WHAT IS EXPECTED: Count how many lines in the items below contain the string "blue", with case counting. Reply with the number alone.

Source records
====================

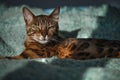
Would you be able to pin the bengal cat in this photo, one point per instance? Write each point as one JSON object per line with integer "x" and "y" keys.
{"x": 43, "y": 40}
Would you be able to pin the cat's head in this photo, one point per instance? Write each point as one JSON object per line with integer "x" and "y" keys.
{"x": 41, "y": 28}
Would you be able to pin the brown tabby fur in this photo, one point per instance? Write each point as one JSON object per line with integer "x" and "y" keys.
{"x": 42, "y": 41}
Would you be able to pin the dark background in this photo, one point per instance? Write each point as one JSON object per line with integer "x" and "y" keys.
{"x": 54, "y": 3}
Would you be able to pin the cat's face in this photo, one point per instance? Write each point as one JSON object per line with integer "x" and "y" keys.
{"x": 42, "y": 28}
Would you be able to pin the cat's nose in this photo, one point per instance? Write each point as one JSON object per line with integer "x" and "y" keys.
{"x": 43, "y": 38}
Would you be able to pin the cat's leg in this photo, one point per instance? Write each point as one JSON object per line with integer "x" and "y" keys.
{"x": 29, "y": 54}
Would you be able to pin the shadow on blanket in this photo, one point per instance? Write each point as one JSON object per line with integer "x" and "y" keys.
{"x": 108, "y": 25}
{"x": 59, "y": 70}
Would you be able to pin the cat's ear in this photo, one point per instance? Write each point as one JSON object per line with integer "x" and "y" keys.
{"x": 28, "y": 15}
{"x": 55, "y": 14}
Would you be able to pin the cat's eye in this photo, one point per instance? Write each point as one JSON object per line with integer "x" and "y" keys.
{"x": 51, "y": 27}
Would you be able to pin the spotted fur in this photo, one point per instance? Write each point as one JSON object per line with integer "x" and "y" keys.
{"x": 42, "y": 41}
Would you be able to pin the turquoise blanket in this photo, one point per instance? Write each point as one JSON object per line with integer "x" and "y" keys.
{"x": 79, "y": 22}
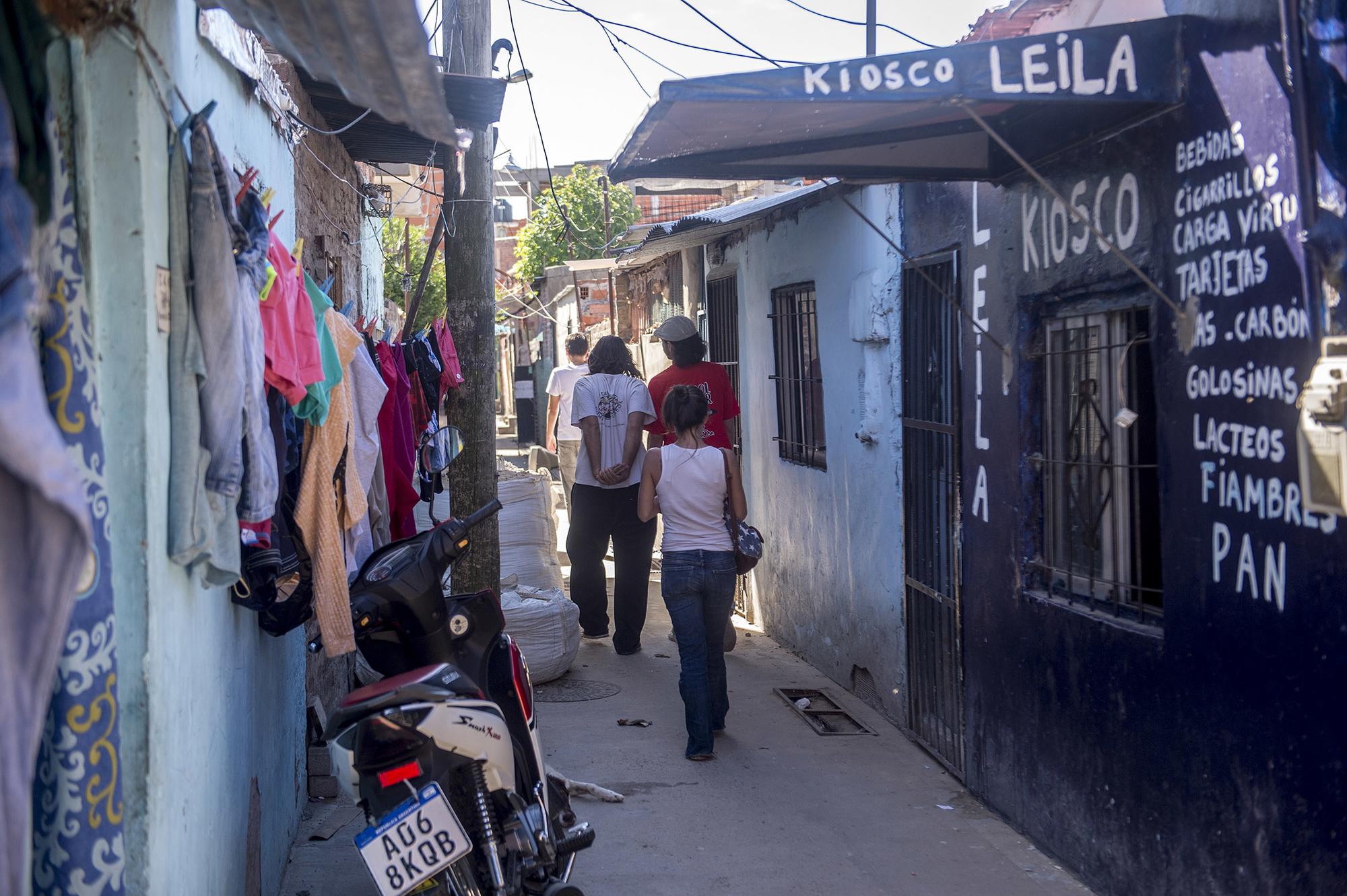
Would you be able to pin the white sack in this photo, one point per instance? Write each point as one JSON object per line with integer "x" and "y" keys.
{"x": 548, "y": 629}
{"x": 529, "y": 529}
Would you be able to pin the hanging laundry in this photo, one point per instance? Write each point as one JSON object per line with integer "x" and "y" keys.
{"x": 45, "y": 533}
{"x": 395, "y": 434}
{"x": 294, "y": 359}
{"x": 73, "y": 858}
{"x": 271, "y": 570}
{"x": 381, "y": 522}
{"x": 429, "y": 368}
{"x": 192, "y": 528}
{"x": 293, "y": 587}
{"x": 331, "y": 498}
{"x": 367, "y": 396}
{"x": 315, "y": 407}
{"x": 452, "y": 376}
{"x": 216, "y": 234}
{"x": 258, "y": 498}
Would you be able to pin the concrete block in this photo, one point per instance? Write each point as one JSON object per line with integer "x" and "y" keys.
{"x": 320, "y": 762}
{"x": 324, "y": 788}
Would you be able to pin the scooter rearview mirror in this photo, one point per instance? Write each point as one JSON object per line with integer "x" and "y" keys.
{"x": 441, "y": 450}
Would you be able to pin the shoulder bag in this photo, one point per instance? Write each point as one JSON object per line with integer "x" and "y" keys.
{"x": 746, "y": 539}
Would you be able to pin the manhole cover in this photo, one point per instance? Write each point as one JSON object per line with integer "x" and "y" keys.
{"x": 570, "y": 691}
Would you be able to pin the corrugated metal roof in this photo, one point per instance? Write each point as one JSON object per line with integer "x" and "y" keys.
{"x": 704, "y": 226}
{"x": 472, "y": 100}
{"x": 374, "y": 50}
{"x": 1012, "y": 20}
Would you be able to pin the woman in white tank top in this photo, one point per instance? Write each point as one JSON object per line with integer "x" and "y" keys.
{"x": 688, "y": 482}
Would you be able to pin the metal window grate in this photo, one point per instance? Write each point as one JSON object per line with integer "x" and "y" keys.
{"x": 723, "y": 311}
{"x": 1101, "y": 486}
{"x": 799, "y": 376}
{"x": 931, "y": 508}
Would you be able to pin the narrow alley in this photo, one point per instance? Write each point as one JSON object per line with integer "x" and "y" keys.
{"x": 591, "y": 448}
{"x": 783, "y": 811}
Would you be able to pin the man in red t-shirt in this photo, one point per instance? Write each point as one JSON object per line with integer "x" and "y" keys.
{"x": 686, "y": 347}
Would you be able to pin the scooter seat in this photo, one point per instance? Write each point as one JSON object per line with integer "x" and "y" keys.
{"x": 428, "y": 683}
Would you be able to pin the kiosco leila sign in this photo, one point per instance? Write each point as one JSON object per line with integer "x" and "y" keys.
{"x": 1135, "y": 62}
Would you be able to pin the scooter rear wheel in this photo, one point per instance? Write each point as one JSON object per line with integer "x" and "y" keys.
{"x": 564, "y": 890}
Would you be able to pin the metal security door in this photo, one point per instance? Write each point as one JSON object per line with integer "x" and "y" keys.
{"x": 931, "y": 506}
{"x": 723, "y": 327}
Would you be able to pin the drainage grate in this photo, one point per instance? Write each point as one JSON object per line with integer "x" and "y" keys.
{"x": 824, "y": 714}
{"x": 573, "y": 691}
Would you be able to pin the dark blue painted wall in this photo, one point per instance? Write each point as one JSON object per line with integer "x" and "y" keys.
{"x": 1205, "y": 755}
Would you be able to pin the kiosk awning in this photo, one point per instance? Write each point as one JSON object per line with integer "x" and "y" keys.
{"x": 906, "y": 116}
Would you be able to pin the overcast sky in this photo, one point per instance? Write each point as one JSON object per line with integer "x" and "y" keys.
{"x": 589, "y": 102}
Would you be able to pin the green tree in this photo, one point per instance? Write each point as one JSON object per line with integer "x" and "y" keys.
{"x": 546, "y": 240}
{"x": 433, "y": 300}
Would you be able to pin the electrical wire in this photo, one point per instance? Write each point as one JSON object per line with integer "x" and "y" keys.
{"x": 626, "y": 63}
{"x": 608, "y": 32}
{"x": 332, "y": 133}
{"x": 572, "y": 7}
{"x": 880, "y": 24}
{"x": 416, "y": 186}
{"x": 533, "y": 104}
{"x": 715, "y": 24}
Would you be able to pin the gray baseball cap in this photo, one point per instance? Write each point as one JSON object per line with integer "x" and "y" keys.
{"x": 677, "y": 329}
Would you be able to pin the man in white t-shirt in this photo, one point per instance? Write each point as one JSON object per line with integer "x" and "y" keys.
{"x": 564, "y": 438}
{"x": 612, "y": 407}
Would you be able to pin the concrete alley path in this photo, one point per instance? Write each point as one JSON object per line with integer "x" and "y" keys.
{"x": 782, "y": 812}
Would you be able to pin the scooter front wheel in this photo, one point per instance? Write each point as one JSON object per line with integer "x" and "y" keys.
{"x": 459, "y": 879}
{"x": 564, "y": 890}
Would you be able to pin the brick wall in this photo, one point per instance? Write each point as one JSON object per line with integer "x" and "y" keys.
{"x": 328, "y": 210}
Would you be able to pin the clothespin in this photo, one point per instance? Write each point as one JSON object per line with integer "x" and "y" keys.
{"x": 247, "y": 182}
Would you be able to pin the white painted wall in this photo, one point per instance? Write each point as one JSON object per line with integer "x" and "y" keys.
{"x": 208, "y": 703}
{"x": 830, "y": 584}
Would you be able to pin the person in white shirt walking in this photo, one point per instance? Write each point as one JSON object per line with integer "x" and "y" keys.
{"x": 564, "y": 438}
{"x": 692, "y": 483}
{"x": 612, "y": 407}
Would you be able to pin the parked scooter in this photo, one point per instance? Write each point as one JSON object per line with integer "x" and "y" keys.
{"x": 444, "y": 753}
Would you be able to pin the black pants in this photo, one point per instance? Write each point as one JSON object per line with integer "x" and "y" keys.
{"x": 599, "y": 514}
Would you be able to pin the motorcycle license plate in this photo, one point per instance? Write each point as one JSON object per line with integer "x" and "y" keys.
{"x": 413, "y": 843}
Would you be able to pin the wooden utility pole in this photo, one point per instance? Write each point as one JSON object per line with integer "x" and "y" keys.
{"x": 407, "y": 272}
{"x": 469, "y": 268}
{"x": 608, "y": 238}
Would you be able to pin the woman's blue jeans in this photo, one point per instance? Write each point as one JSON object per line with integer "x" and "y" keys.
{"x": 698, "y": 588}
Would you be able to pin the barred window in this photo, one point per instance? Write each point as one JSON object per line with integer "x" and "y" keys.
{"x": 799, "y": 376}
{"x": 1101, "y": 487}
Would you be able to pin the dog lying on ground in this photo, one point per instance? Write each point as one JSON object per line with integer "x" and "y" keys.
{"x": 581, "y": 789}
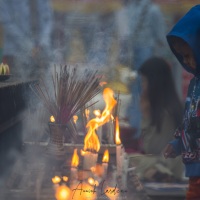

====================

EXPECTED ANSWER: 2